━━ SOURCE PASSAGE ━━
Maximum throughput of a rail line

[mmmPI]

Most of my time spent on this graph was thinking about approximation functions, specifically for the inverse of the displacement of the train's stop point over time. For some reason, the formula for stop point is too hard for wolfram alpha to find an inverse of. I tried, but I can't figure it out either. I simplified it to (e^(-2x) + (a - 2)e^(-x) + ax) = y but couldn't get any further. 'a' is a variable that's based on train stats so I can't just replace it with a constant. I just decided to make my own approximation function.

i will try to make it so that desmos can reuse the value it approximate when drawing the curve that is "Braking distance overtime + displacement overtime" or maybe get to understand why it cant. Maybe i could get wolfram to find the inverse of the braking distance over time and try to make the sum of those 2 inverse function , inverse braking distance and inverse displacement. But at this point i'm not yet understanding the reasonning behind the operation.

I am quite excited because i think i found a hack in Desmos while playing with the etiquettes for points made me happy , i haven't progressed much using it yet, but i feel it was worth sharing right away in case it can help saving some time. was investigating why it's so hard to combine the inverse of displacement overtime, and the inverse of braking distance overtime, to get the inverse of displacement of the stop point over time. It's just not possible to sum the 2 inverse functions, at least from a rigorous mathematical point of view ^^ , it feel like additions are very bad for inverse functions, x^x has an inverse, x^x +x doesn't ... so here's what i did :


https://www.desmos.com/calculator/fiallnerqa

you got any problem with that desmos.png (157.87 KiB) Viewed 743 times

Yep , i just cheated, i asked desmos to draw the function that wolfram alpha didn't find the inverse but not according to the X axis, but rather the Y axis. This is a visual representation of what the real inverse function if it existed looked like. I think it also show why it would be really hard to combine the 2 inverse function "according to x". But it is correct to combine the 2 functions if they are drawn based on the Y axis a simple sum is enough. Symmettry so powerful !

Then just drawing the function is not really helpful, because one need to be able to use that inverse to give it some input and know the output. So really now the question is " which input should i give to get [desired value] as output ?" Which is not how one is supposed to use a function but there is a way to make Desmos actually answer the question and for one user to be able to reuse that value.
━━━
━━ DATA EXTRACT ━━
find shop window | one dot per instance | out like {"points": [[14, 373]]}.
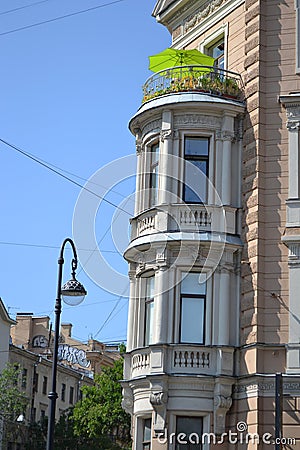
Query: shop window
{"points": [[192, 308], [196, 155], [189, 432]]}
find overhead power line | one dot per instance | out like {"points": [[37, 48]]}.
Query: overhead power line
{"points": [[47, 166], [26, 27], [55, 247]]}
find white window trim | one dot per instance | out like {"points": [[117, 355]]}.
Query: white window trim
{"points": [[211, 163], [214, 37], [147, 171], [207, 309], [139, 430]]}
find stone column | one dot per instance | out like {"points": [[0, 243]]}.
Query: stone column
{"points": [[294, 160], [218, 171], [227, 137], [131, 310], [161, 305], [226, 169], [138, 183], [224, 307], [293, 350], [165, 151]]}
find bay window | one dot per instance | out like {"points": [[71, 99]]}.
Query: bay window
{"points": [[196, 155], [188, 433], [149, 310], [153, 178], [192, 308]]}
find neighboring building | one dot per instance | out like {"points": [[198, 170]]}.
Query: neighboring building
{"points": [[214, 266], [34, 333], [5, 324], [36, 382]]}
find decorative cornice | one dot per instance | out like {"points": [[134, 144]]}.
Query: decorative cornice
{"points": [[151, 126], [158, 398], [202, 13], [265, 388], [165, 134], [197, 120]]}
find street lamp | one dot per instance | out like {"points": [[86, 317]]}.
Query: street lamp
{"points": [[73, 294]]}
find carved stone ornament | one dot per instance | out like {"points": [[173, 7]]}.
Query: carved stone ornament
{"points": [[294, 253], [165, 134], [293, 125], [197, 120], [158, 398], [127, 402], [202, 13], [221, 406], [151, 126], [159, 402]]}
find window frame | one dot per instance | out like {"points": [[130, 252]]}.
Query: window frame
{"points": [[207, 309], [153, 152], [63, 392], [148, 301], [214, 38], [146, 444], [71, 395], [188, 446], [201, 158]]}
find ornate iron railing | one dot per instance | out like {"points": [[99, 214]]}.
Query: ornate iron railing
{"points": [[212, 80]]}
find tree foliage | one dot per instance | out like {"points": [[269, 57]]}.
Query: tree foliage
{"points": [[13, 401], [99, 415]]}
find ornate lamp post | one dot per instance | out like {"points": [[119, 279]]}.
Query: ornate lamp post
{"points": [[73, 294]]}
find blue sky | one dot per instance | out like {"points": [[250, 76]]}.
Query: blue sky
{"points": [[68, 90]]}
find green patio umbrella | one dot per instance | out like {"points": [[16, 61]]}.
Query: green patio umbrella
{"points": [[171, 57]]}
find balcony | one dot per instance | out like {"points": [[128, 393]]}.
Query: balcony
{"points": [[180, 359], [185, 218], [201, 79]]}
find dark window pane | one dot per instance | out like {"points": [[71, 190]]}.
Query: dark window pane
{"points": [[196, 146], [192, 428], [195, 189], [192, 320]]}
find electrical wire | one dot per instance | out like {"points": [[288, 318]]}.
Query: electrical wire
{"points": [[23, 7], [110, 314], [115, 206], [26, 27], [25, 244], [23, 152]]}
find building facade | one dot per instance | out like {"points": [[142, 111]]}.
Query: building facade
{"points": [[214, 256], [31, 348]]}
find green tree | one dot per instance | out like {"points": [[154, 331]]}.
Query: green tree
{"points": [[13, 401], [99, 416]]}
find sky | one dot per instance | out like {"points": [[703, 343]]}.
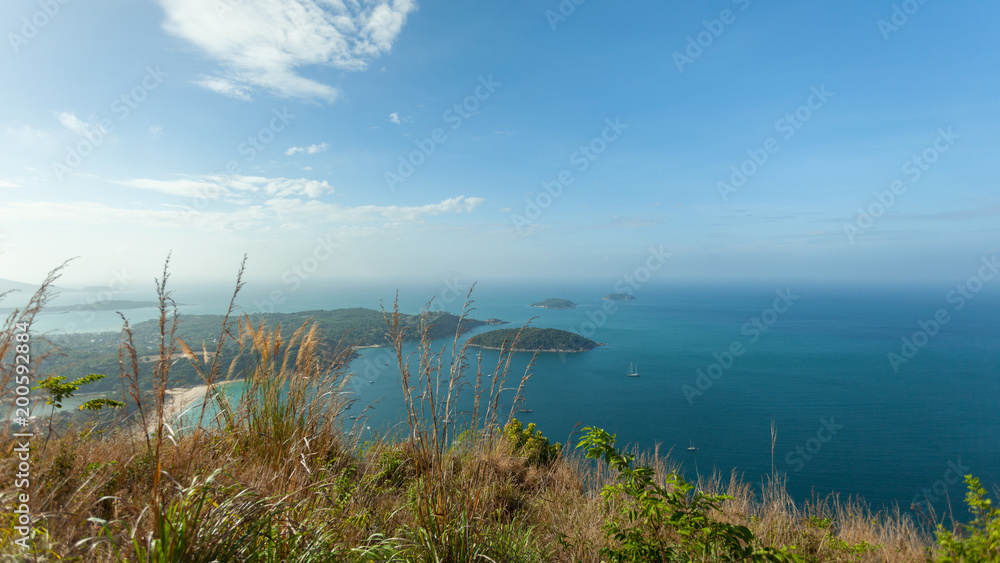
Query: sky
{"points": [[400, 140]]}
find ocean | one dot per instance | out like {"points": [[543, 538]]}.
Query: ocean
{"points": [[887, 393]]}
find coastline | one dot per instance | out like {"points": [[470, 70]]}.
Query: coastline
{"points": [[182, 399], [533, 349]]}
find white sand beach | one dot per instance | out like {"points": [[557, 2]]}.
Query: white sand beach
{"points": [[182, 399]]}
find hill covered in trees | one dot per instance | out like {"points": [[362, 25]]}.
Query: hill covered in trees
{"points": [[532, 339]]}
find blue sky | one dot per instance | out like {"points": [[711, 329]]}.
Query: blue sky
{"points": [[215, 128]]}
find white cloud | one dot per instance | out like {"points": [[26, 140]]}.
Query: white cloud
{"points": [[311, 149], [277, 213], [264, 43], [218, 186], [70, 121], [224, 87]]}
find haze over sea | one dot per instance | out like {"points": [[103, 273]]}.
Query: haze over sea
{"points": [[846, 420]]}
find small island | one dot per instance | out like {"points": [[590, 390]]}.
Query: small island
{"points": [[105, 305], [533, 340], [553, 303]]}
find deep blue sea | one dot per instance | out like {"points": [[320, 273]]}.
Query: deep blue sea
{"points": [[816, 362]]}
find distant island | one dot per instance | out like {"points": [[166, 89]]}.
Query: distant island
{"points": [[533, 339], [553, 303], [340, 331], [107, 305]]}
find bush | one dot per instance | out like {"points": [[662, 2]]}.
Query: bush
{"points": [[531, 443], [980, 539]]}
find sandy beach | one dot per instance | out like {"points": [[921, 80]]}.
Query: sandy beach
{"points": [[182, 399]]}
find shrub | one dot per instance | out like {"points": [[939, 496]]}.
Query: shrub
{"points": [[531, 443]]}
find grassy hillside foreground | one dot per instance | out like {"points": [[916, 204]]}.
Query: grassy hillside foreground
{"points": [[281, 477]]}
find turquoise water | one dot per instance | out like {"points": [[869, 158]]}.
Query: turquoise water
{"points": [[846, 420], [820, 371]]}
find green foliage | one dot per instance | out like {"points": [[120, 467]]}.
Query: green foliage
{"points": [[531, 443], [58, 391], [669, 522], [978, 540], [531, 339]]}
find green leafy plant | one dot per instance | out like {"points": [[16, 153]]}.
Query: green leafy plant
{"points": [[978, 540], [669, 522], [58, 390], [531, 443]]}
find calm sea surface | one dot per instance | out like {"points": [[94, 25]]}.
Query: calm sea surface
{"points": [[816, 363]]}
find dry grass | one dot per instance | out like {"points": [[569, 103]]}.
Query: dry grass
{"points": [[284, 478]]}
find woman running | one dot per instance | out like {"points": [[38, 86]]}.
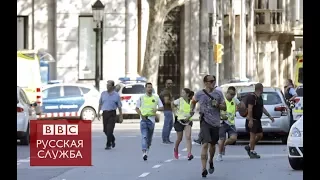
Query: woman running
{"points": [[183, 122]]}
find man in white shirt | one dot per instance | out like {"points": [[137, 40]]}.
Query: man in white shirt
{"points": [[147, 106]]}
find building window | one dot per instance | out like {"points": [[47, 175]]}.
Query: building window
{"points": [[22, 32], [87, 49]]}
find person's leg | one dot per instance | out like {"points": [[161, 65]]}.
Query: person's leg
{"points": [[214, 133], [222, 139], [144, 138], [170, 125], [166, 126]]}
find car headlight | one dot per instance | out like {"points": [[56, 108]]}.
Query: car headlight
{"points": [[295, 132]]}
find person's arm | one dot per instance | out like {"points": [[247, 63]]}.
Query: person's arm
{"points": [[119, 104], [138, 105], [221, 103], [293, 93], [251, 102], [160, 105]]}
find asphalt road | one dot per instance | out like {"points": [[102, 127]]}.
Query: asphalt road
{"points": [[125, 161]]}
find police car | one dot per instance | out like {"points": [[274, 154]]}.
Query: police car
{"points": [[69, 101], [297, 111], [130, 89]]}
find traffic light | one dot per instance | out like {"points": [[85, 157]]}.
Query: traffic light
{"points": [[217, 53]]}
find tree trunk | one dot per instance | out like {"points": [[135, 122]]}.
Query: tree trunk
{"points": [[152, 53]]}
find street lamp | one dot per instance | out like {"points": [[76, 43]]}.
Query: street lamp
{"points": [[97, 12]]}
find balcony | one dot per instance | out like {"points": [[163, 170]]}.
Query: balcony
{"points": [[270, 21]]}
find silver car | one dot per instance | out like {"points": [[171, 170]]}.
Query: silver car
{"points": [[274, 102]]}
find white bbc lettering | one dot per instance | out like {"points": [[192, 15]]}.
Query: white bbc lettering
{"points": [[60, 129], [48, 129]]}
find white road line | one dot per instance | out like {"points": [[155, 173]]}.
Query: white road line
{"points": [[144, 174], [156, 166]]}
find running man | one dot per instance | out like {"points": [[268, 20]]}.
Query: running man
{"points": [[227, 123], [211, 102], [183, 122], [146, 107]]}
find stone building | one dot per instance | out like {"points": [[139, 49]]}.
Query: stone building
{"points": [[65, 29]]}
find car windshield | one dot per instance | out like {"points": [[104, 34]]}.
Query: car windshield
{"points": [[269, 98]]}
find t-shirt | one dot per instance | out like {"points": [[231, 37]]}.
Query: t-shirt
{"points": [[211, 114], [257, 103], [152, 118]]}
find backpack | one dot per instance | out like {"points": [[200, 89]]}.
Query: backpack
{"points": [[243, 109]]}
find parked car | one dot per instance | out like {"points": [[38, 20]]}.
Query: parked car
{"points": [[25, 113], [69, 101], [295, 145], [130, 90], [275, 104], [297, 112]]}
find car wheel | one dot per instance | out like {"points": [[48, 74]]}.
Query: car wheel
{"points": [[284, 139], [296, 163], [88, 113], [25, 140], [157, 119]]}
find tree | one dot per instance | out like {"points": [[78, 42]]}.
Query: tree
{"points": [[158, 10]]}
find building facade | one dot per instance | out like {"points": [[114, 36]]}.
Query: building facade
{"points": [[65, 29]]}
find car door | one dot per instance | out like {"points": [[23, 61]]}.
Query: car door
{"points": [[51, 99], [72, 99]]}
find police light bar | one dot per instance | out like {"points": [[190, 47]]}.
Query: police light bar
{"points": [[138, 79], [55, 81]]}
━━━
- **YOUR TASKS**:
1. In the rail line throughput post, reproduce the part that opens with the words containing "i will try to" and closes with "behind the operation.", substituting "the calculator" for "desmos".
2. Continue the rail line throughput post from its final sentence.

- **EXPECTED OUTPUTS**:
1.
i will try to make it so that the calculator can reuse the value it approximate when drawing the curve that is "Braking distance overtime + displacement overtime" or maybe get to understand why it cant. Maybe i could get wolfram to find the inverse of the braking distance over time and try to make the sum of those 2 inverse function , inverse braking distance and inverse displacement. But at this point i'm not yet understanding the reasonning behind the operation.

2.
That's the tilde ~ thing that enable in Desmos the regressions and it's being abused so that instead of trying to find coefficient of a polynomial or fitting curve to some datas it is attempting to find the parameter that would make the fake inverse function equal to the block length B. And it's doing it pretty accuratly.

This trick can also be used to find the maximum or the minimum of a function. If instead of B for block length, you write 1000000000000 , Desmos will try to find the parameter to give to the function so that the result is the closer possible to 1000000000000 , which in case the function is never reaching it, will just yield the parameter that yielded the highest output value from the function. ( thinking about the "max throughput" which has no analytical solution one could use this technique if you want to reuse the value of "max throughput".)

I'm not sure yet how this shall be used for more practical purposes, i'm still somewhat copying/following your reasonning and atm i'm a bit puzzled about the initial velocity, or rest speed. For now it's only based on an initial speed of 0 so that would model the stop and go traffic, or at least be a first step toward it. I think computing the braking time from the braking distance is also something i will have to add, and i will have a look at how you did it

It's mostly set up so you just need to insert the derivatives of the function you want to approximate in the taylor series calculations.

Advanced alien : here you can use this spaceship it's almost ready to go back to your planet, just make sure to insert the standard galactic coordinate of your system.
in both case me =>
My technology hasn't reached that stage yet , but i'm taking this with me for studying purposes

[farcast]

Yet another graph!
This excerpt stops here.